§ What to work on
The expected output is the line bearing "Tag grass field." followed by all remaining lines of the records, each restated word for word.

▶

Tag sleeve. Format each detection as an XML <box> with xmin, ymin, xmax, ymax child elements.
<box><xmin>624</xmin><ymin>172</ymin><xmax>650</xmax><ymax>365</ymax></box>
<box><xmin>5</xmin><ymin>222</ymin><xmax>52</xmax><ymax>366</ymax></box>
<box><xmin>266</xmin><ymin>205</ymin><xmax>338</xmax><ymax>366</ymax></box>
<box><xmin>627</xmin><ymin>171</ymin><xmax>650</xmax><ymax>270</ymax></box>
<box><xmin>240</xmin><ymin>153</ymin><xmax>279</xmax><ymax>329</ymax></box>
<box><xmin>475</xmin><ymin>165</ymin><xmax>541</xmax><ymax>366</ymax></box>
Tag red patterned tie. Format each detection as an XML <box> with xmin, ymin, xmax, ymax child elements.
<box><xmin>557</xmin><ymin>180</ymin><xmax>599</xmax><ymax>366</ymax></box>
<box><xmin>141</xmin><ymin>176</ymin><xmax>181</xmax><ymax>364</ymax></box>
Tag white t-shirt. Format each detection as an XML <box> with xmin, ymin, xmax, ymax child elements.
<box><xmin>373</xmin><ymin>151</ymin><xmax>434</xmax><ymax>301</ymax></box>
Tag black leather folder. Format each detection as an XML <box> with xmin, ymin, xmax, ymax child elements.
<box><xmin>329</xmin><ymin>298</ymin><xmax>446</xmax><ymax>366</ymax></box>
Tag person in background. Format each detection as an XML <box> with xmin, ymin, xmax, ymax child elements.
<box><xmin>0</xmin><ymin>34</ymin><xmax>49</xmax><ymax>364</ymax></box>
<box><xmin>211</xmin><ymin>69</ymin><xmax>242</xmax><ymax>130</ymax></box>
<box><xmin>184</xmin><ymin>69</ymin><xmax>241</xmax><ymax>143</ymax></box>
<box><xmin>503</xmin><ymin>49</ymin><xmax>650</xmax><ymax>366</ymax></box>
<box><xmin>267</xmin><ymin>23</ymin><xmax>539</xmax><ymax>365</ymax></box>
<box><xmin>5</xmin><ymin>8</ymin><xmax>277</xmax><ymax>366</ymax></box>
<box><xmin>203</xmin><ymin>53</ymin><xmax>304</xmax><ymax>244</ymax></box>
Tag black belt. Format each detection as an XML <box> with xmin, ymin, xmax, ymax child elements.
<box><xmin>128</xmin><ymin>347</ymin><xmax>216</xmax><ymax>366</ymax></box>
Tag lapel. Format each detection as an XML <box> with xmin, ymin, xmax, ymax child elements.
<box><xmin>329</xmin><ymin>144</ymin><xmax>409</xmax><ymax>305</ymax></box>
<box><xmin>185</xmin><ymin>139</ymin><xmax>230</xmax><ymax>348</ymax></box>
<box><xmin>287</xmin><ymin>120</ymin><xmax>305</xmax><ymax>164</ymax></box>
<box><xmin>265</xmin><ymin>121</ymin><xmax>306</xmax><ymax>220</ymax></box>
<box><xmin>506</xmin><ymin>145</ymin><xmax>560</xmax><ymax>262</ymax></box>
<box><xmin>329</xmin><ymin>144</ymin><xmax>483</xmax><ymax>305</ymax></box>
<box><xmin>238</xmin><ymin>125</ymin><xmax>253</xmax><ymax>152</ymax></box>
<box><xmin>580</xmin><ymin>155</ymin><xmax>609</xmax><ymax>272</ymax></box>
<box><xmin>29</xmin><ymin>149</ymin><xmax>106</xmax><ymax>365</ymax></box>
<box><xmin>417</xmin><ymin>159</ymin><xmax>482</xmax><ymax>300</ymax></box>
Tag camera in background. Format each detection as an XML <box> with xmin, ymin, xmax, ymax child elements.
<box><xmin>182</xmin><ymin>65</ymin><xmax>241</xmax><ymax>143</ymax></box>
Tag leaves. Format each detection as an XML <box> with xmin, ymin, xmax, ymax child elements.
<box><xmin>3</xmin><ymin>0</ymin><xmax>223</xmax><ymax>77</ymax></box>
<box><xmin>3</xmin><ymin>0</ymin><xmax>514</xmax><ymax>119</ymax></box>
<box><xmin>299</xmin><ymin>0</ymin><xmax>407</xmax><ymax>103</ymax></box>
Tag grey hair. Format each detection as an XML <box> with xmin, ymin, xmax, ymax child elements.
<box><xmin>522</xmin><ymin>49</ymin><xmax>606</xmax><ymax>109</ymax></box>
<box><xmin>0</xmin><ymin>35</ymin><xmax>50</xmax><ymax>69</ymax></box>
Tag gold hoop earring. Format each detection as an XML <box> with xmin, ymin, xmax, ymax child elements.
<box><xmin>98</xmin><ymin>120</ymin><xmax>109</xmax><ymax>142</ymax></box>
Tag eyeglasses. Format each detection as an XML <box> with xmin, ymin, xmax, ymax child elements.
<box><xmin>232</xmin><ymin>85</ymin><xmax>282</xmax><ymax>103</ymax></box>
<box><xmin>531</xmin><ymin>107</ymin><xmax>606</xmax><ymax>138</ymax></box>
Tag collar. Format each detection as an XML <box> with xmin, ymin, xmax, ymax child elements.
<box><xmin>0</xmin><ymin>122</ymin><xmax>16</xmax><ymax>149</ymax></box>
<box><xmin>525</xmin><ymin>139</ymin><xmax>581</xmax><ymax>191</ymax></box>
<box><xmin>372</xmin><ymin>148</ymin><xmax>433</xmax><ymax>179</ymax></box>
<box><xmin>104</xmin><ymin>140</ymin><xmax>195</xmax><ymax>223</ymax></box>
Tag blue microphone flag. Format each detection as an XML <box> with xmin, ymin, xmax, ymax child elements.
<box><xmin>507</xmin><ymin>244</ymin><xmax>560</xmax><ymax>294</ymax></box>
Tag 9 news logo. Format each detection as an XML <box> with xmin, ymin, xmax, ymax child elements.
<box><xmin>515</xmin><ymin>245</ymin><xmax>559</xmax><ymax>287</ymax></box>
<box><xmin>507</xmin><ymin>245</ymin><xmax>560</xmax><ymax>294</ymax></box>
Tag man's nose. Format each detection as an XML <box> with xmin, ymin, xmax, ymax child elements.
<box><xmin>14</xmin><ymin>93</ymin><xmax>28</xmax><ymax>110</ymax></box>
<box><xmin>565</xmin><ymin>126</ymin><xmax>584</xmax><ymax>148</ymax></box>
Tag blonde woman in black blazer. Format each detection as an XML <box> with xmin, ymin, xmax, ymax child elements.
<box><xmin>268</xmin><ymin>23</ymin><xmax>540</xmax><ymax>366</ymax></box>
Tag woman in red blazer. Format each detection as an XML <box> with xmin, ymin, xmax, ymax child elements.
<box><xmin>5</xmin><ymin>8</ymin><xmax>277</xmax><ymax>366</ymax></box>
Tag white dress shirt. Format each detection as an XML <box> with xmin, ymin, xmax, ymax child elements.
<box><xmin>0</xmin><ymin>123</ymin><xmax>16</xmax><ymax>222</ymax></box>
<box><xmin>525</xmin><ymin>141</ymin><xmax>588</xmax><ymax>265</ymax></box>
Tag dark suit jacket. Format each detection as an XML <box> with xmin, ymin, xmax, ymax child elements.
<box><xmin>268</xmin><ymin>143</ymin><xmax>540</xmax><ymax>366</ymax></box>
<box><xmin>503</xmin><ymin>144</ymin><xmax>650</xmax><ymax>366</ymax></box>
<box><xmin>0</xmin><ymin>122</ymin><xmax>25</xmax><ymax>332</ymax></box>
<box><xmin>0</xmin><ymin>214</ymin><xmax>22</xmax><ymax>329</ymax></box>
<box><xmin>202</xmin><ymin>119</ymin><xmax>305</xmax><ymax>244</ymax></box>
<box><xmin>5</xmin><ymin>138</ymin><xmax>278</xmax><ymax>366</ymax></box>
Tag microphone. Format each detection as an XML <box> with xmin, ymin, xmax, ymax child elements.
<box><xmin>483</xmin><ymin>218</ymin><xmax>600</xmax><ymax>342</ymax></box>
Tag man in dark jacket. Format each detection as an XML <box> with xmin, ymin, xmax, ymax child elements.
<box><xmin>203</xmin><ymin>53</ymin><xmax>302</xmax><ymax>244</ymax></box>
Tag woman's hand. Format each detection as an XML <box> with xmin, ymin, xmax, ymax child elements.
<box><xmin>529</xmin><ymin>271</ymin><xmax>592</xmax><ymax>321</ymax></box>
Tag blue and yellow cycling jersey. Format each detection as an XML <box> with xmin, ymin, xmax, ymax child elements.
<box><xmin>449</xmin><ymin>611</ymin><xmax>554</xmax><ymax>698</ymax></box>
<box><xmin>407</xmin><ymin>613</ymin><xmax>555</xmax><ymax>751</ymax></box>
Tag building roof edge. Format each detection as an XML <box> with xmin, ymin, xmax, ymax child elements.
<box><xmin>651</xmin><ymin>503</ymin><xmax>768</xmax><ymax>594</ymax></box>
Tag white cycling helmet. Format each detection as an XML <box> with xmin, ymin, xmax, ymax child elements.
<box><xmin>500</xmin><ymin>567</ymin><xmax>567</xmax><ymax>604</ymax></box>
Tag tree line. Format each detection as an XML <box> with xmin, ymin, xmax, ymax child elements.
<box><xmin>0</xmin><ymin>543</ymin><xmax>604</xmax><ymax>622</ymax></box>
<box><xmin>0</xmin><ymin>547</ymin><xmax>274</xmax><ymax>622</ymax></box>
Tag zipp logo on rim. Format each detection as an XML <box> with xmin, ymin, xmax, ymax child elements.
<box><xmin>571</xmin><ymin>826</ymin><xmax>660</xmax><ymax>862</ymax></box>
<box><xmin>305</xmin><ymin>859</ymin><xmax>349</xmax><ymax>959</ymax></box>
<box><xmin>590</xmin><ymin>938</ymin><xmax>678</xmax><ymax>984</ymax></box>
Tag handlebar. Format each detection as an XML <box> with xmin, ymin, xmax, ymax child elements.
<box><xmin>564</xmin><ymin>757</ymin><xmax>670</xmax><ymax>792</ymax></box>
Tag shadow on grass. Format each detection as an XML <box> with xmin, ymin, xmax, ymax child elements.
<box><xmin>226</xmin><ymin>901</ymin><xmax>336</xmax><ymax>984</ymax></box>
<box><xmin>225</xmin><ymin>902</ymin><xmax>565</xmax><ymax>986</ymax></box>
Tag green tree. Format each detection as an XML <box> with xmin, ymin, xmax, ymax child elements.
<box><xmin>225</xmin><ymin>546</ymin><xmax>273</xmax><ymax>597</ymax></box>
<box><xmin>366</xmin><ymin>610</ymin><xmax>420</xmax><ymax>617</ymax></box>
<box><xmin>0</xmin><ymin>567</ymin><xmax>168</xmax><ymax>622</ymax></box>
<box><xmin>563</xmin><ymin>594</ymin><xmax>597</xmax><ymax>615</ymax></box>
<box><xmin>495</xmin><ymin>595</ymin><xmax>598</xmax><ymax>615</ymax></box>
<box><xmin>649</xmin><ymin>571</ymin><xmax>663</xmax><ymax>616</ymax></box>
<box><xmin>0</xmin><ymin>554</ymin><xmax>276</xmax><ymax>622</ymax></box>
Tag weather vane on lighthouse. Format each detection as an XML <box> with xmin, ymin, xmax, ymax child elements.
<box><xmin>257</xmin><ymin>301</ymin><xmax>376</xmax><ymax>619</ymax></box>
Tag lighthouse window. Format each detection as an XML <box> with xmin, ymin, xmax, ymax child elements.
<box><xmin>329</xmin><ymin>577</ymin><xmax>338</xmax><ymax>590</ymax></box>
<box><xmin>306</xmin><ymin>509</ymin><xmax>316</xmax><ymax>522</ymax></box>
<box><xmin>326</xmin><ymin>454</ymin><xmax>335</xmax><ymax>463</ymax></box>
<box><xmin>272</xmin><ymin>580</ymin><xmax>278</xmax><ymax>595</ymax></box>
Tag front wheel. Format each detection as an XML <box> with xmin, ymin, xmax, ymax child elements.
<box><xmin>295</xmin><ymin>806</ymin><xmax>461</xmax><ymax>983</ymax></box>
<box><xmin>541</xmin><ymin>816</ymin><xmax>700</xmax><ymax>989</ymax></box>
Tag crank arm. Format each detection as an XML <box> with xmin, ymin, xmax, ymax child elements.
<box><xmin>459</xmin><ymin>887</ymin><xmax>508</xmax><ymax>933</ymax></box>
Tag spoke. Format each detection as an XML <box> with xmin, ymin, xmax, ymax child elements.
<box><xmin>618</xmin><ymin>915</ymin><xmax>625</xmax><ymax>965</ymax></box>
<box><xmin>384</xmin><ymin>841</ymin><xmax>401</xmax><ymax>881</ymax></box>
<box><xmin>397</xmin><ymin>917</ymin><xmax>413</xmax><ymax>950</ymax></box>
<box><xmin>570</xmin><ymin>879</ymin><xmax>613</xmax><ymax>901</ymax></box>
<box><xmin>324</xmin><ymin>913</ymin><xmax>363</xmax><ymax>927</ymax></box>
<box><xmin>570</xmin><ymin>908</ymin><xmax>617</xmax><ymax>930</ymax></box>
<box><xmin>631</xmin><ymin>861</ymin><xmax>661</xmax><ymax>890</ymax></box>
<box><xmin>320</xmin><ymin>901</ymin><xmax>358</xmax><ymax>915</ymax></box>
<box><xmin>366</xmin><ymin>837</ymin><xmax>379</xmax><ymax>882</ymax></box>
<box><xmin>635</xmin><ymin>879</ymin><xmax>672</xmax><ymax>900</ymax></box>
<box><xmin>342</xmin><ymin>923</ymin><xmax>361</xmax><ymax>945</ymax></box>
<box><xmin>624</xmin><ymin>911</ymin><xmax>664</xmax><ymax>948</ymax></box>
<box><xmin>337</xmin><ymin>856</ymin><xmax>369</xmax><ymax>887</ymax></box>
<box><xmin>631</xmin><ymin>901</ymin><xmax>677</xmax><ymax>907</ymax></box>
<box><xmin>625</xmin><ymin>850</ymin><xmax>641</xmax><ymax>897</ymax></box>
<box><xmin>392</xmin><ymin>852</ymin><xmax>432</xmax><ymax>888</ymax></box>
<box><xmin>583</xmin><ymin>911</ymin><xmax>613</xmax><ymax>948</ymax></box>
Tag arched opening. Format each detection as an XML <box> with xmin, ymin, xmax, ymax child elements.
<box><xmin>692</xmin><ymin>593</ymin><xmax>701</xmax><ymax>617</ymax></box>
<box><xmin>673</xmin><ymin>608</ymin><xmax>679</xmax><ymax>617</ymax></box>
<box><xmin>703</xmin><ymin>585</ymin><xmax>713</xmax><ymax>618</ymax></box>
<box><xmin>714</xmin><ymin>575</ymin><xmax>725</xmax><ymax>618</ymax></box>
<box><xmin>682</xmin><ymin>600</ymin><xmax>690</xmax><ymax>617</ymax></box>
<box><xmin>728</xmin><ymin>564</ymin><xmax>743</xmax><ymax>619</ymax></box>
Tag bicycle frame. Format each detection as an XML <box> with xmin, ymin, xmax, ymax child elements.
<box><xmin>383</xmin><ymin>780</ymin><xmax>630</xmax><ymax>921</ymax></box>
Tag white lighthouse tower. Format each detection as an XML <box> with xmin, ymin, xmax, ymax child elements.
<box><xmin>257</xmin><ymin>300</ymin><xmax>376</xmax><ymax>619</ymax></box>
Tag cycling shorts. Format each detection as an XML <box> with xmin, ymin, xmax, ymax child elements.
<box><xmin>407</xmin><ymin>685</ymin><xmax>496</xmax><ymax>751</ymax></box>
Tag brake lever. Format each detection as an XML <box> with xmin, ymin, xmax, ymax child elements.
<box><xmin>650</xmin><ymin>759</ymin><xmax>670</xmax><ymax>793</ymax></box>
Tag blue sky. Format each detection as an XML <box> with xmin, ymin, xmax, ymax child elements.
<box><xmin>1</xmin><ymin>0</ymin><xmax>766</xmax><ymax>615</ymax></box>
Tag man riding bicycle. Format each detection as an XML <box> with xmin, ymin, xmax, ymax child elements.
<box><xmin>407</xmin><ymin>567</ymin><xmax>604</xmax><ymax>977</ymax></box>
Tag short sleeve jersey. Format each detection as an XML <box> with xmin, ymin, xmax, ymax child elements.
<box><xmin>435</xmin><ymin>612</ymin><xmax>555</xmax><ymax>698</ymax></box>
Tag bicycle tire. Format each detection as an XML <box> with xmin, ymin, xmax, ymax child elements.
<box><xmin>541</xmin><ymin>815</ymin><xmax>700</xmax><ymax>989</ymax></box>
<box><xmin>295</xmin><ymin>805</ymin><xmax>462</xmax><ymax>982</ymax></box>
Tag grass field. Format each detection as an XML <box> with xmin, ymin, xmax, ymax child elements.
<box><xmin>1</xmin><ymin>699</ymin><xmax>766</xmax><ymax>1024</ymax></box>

◀

§ Expected answer
Tag grass field. Format each detection as an XML <box> with xmin, ymin, xmax, ymax child elements.
<box><xmin>1</xmin><ymin>699</ymin><xmax>766</xmax><ymax>1024</ymax></box>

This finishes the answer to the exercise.